* [Direction]
Begin at the line that has "Where can the recessed" and stop after the line that has "pixel 15 258". Reproduce only those records, changing "interior door" to "closet door" and leaving all other text as it stands.

* [The data]
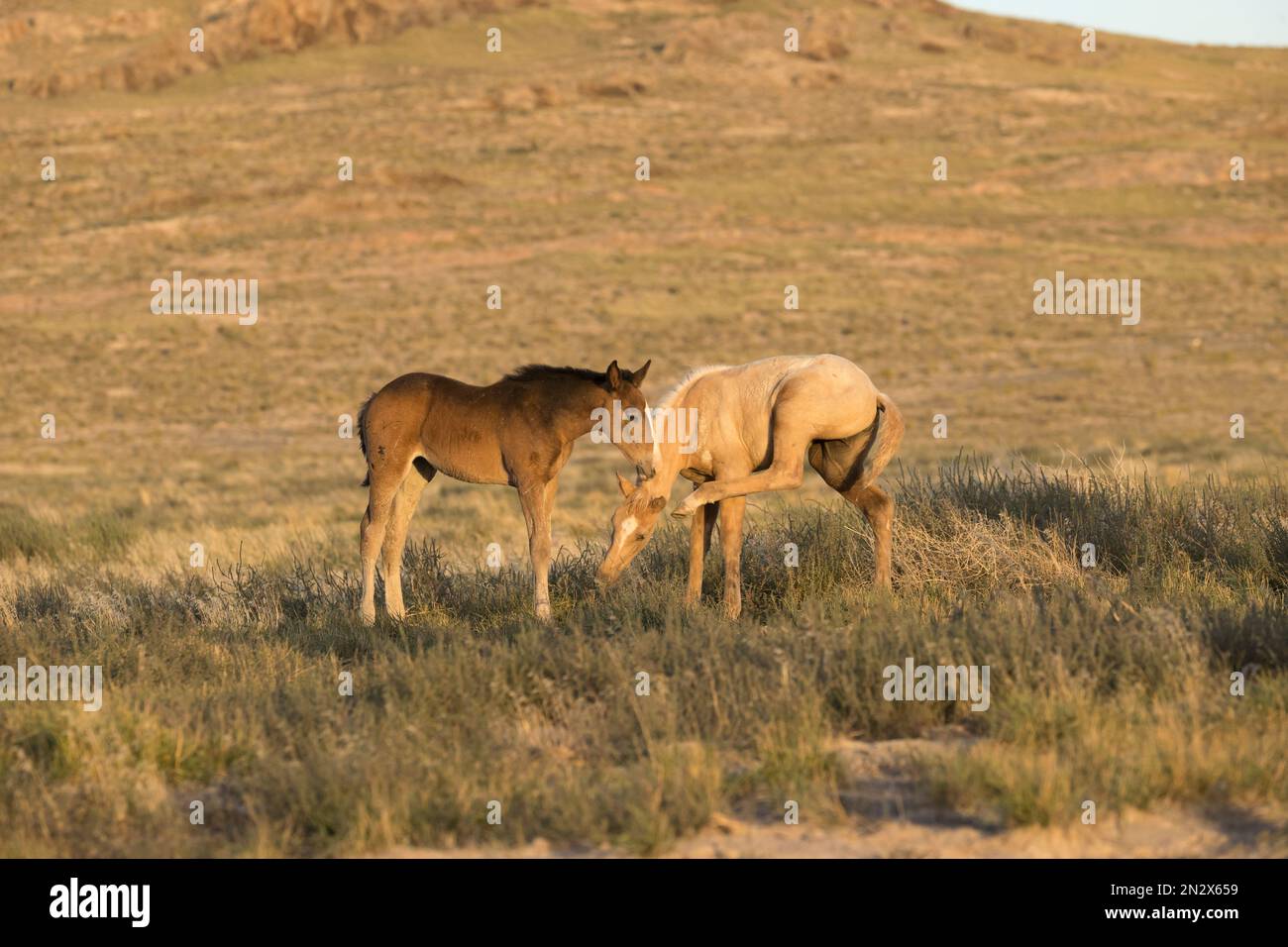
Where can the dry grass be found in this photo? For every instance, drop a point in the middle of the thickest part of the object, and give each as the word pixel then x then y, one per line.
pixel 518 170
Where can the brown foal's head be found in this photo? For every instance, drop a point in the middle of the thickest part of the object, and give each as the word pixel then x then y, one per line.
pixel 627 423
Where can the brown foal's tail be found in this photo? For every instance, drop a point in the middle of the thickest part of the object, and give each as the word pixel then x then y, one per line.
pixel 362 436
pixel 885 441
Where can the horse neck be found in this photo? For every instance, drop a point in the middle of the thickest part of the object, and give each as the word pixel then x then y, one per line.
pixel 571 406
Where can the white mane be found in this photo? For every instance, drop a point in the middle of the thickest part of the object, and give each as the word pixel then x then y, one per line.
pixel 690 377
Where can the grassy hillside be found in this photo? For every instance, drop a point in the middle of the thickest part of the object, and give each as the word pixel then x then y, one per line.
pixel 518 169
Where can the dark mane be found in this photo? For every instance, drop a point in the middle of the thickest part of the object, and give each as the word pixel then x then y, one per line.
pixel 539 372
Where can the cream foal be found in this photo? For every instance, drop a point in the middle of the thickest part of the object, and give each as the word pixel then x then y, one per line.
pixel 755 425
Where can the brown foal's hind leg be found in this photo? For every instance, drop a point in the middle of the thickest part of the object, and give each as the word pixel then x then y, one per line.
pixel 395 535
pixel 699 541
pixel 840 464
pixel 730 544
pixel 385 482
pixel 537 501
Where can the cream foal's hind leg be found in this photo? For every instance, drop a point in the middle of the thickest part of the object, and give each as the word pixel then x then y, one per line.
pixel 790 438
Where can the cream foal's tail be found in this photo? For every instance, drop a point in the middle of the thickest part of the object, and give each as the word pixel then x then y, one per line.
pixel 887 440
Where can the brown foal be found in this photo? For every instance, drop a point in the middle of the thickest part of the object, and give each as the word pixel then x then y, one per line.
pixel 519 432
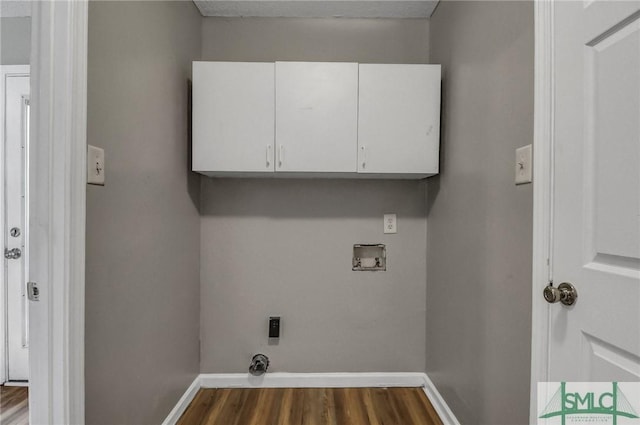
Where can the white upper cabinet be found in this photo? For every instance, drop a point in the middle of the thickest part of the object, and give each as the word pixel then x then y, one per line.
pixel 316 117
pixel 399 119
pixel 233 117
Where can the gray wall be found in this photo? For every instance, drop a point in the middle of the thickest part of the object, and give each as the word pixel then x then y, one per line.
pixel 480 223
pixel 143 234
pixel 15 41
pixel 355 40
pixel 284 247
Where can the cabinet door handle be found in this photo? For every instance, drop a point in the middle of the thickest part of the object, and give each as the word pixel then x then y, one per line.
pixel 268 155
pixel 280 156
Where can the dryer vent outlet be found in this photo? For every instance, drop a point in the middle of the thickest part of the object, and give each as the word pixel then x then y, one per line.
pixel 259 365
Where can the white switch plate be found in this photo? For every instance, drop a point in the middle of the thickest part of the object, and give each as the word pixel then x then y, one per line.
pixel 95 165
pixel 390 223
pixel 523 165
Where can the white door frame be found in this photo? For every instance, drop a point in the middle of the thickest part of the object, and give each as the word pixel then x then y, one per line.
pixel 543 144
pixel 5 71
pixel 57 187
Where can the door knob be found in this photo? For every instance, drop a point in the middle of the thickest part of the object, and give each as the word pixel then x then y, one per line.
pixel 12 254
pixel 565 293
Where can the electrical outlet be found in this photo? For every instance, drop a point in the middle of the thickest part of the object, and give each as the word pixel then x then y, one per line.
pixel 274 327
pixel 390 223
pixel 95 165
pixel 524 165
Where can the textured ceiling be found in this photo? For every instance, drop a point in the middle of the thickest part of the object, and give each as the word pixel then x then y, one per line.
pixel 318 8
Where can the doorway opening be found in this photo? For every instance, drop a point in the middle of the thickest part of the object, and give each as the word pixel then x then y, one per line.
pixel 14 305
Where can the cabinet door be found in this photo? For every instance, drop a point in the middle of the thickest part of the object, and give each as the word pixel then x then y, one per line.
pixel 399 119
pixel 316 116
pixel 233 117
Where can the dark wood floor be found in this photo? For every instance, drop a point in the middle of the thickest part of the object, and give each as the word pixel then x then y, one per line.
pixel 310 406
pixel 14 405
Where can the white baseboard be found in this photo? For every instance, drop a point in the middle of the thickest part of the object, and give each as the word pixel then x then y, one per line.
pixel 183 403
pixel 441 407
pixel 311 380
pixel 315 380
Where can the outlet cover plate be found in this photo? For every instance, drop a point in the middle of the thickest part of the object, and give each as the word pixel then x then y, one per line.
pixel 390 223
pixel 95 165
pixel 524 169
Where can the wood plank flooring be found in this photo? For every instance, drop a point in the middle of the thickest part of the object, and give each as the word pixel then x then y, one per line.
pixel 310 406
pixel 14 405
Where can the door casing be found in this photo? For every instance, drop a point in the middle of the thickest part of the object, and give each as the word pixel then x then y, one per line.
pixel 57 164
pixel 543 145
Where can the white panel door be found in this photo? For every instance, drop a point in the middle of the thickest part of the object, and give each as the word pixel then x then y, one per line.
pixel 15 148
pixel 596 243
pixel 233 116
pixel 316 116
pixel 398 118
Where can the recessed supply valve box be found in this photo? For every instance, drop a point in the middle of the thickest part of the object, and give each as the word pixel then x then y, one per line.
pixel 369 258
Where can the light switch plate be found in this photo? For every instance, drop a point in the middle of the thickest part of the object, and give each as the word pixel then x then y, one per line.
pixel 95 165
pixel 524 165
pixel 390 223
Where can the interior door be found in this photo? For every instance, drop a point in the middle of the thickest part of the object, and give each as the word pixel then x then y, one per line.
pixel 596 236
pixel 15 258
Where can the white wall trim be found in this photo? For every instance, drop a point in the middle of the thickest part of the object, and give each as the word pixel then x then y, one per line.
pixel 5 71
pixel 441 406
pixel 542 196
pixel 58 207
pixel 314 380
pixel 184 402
==
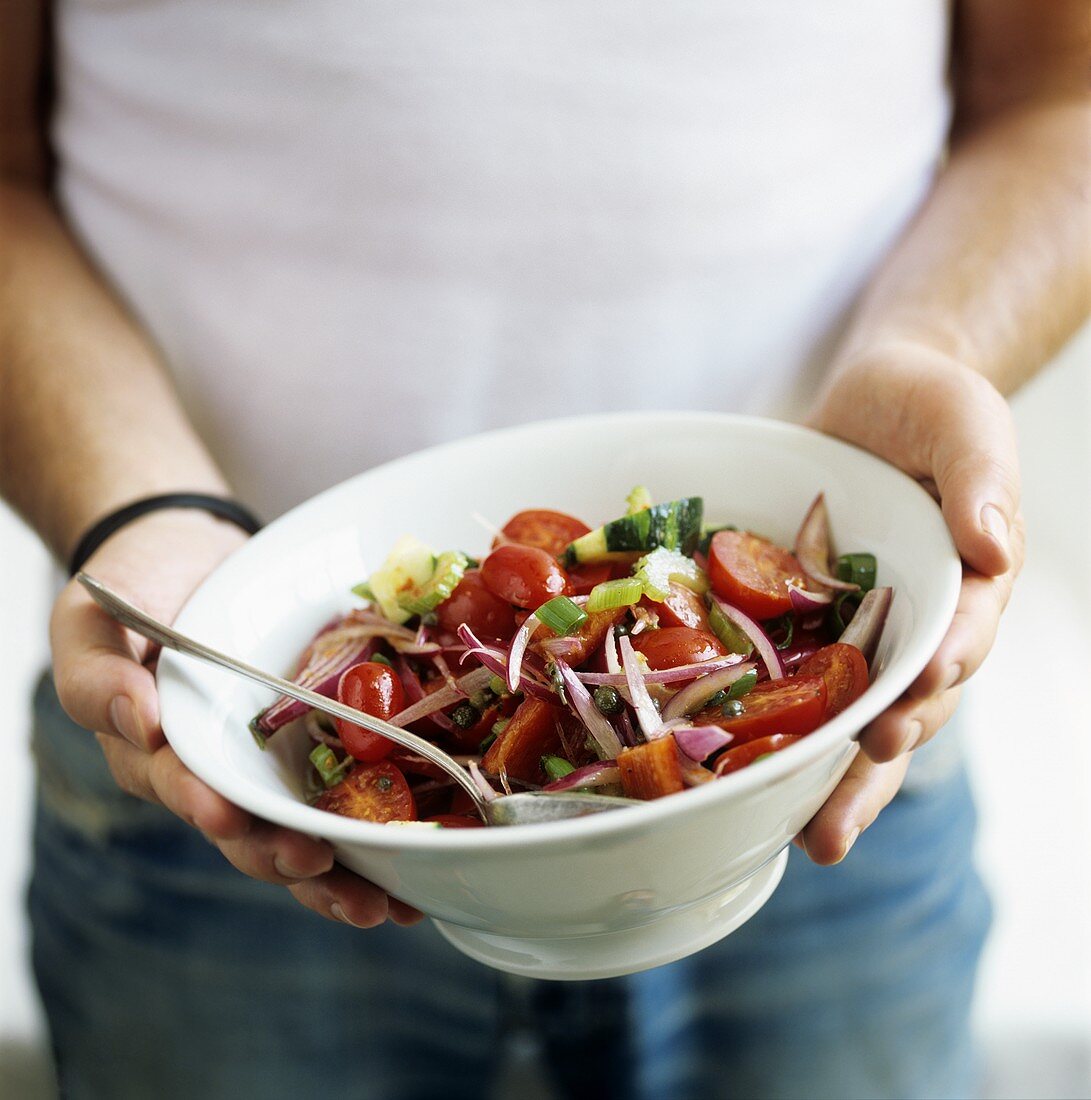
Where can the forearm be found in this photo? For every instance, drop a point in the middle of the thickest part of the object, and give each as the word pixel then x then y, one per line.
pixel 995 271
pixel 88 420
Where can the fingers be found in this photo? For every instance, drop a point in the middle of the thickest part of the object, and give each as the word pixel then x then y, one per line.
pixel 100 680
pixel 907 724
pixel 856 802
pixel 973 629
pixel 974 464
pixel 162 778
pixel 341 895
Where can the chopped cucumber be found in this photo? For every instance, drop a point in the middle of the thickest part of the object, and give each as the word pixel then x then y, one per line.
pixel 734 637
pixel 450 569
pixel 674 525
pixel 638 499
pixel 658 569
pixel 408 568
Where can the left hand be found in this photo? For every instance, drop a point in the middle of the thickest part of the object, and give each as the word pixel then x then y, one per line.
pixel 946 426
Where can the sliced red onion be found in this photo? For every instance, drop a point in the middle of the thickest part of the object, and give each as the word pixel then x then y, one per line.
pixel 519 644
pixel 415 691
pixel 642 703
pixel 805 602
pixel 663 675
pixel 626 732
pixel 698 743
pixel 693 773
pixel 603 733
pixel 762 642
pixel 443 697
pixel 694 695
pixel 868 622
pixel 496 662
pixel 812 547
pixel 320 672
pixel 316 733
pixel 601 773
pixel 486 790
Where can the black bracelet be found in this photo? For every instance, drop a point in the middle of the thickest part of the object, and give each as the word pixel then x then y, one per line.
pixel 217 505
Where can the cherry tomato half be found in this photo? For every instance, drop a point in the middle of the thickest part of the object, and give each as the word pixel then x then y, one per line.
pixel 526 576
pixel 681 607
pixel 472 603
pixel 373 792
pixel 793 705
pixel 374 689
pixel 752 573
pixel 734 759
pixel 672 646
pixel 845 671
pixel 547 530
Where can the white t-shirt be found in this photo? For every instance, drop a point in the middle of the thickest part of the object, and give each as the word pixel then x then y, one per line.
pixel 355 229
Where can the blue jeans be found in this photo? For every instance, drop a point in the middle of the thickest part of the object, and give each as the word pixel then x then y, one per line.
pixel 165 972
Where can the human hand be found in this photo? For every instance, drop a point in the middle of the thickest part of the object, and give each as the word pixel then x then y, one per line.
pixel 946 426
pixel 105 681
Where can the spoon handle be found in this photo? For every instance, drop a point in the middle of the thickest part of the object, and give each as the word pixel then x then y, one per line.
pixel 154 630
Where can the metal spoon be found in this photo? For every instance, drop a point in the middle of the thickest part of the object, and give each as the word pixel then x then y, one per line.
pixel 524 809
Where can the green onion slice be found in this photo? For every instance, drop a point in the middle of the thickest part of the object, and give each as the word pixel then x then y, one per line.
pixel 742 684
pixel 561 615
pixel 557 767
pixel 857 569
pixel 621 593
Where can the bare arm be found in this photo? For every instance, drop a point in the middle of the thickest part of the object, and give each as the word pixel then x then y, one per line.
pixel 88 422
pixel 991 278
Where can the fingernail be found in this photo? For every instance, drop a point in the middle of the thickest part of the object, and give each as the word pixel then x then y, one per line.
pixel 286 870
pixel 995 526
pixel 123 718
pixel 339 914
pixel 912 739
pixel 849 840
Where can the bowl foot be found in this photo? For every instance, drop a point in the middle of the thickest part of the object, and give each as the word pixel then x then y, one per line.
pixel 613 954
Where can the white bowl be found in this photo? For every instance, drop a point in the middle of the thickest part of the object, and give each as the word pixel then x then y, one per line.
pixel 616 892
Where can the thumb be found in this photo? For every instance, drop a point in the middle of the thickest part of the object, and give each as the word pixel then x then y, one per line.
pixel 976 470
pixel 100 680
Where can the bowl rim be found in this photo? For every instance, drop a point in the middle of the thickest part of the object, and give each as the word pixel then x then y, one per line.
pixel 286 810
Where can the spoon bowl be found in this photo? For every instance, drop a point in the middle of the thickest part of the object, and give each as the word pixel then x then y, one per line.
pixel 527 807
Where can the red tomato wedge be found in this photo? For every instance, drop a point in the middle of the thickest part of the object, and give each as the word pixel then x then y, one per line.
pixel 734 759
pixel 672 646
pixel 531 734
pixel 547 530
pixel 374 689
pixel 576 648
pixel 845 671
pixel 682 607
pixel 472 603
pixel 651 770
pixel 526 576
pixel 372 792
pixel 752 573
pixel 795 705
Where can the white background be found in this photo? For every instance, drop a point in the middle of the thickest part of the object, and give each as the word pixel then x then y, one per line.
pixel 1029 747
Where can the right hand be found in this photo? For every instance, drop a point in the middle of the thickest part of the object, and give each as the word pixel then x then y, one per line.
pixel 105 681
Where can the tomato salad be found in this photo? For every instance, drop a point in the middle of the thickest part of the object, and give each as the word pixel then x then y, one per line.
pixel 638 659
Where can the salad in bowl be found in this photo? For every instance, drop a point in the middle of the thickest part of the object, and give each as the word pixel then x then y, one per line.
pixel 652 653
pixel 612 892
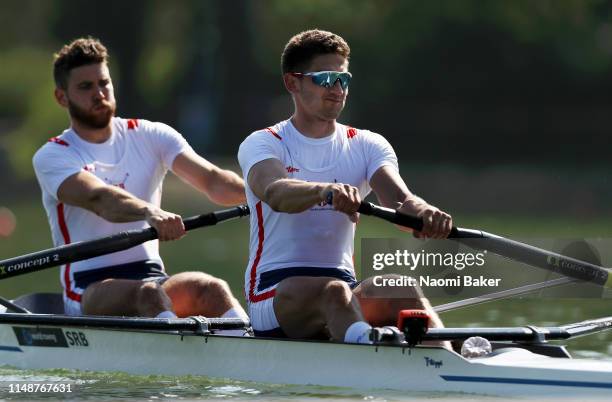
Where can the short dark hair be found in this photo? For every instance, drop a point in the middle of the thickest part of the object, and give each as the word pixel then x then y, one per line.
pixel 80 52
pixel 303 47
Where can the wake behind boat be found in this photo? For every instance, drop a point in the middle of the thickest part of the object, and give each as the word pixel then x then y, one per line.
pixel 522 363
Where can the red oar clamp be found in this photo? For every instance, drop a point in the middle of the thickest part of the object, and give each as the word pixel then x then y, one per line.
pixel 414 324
* * *
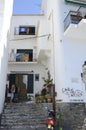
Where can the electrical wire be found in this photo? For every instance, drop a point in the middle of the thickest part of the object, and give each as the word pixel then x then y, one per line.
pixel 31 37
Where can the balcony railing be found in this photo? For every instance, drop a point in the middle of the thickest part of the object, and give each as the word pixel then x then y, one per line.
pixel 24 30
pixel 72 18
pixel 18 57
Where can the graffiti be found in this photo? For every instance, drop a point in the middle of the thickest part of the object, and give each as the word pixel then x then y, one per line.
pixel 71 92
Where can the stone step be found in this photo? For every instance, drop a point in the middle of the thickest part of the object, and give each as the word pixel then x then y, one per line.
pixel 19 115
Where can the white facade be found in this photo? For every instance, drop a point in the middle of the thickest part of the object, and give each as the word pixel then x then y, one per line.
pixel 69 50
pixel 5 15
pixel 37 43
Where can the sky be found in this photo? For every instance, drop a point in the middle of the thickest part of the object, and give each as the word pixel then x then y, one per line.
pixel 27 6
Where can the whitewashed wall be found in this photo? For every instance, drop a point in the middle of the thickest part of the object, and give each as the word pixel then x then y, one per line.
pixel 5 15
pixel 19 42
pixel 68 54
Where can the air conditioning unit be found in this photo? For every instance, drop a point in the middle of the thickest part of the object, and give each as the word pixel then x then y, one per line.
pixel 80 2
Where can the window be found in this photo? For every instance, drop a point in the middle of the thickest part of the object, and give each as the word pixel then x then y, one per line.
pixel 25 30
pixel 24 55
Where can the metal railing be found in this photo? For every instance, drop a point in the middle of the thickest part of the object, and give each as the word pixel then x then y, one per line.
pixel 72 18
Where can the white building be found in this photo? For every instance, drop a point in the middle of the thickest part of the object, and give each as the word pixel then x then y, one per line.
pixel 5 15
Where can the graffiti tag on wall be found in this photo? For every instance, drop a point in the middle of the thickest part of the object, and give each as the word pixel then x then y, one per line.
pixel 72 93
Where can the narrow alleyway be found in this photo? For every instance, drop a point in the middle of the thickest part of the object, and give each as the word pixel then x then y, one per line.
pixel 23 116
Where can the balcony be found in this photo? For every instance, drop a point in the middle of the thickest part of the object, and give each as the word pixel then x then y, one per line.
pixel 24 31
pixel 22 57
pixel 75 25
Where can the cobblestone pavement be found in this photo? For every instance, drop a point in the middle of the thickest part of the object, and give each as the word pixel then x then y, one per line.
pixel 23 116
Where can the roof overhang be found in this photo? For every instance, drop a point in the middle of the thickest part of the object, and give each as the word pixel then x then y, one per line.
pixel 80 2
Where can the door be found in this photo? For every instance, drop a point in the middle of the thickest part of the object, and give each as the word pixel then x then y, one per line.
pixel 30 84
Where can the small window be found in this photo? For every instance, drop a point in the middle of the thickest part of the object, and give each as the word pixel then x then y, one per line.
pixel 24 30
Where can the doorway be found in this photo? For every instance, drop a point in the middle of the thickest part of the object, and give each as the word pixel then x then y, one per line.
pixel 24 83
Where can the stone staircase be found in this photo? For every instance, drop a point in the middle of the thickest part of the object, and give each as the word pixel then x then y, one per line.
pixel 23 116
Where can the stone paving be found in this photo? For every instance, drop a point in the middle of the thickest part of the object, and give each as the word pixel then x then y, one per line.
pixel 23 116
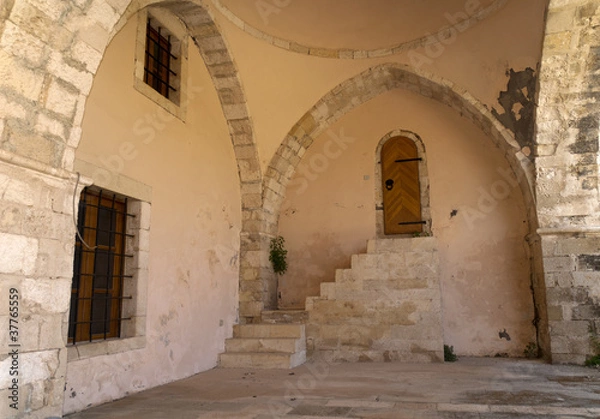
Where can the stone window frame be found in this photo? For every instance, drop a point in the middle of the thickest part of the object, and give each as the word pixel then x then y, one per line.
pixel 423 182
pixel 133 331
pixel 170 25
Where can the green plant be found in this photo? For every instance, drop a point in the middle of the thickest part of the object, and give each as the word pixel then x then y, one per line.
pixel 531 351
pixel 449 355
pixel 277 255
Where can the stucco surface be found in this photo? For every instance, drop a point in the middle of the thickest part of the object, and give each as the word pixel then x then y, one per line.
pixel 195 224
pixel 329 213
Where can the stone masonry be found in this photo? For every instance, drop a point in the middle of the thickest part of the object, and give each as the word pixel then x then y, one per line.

* [The output]
Where can the recessed supply valve box be found in this photo? For every instance, drop a point in the middle of the thickest part of the object, and give each as the word pixel then x then y, one per line.
pixel 369 258
Where can the light switch plate be found in this photo? For every instance, drop a point in the middle of the thickest part of the object, and give each as the word pixel then x then y, one per line.
pixel 95 165
pixel 524 165
pixel 390 223
Where can the closet door be found in this photo? For every instance, drop a point in the middle of the thickest part of the object, and give each as the word pixel then x then y, one per line.
pixel 596 236
pixel 15 258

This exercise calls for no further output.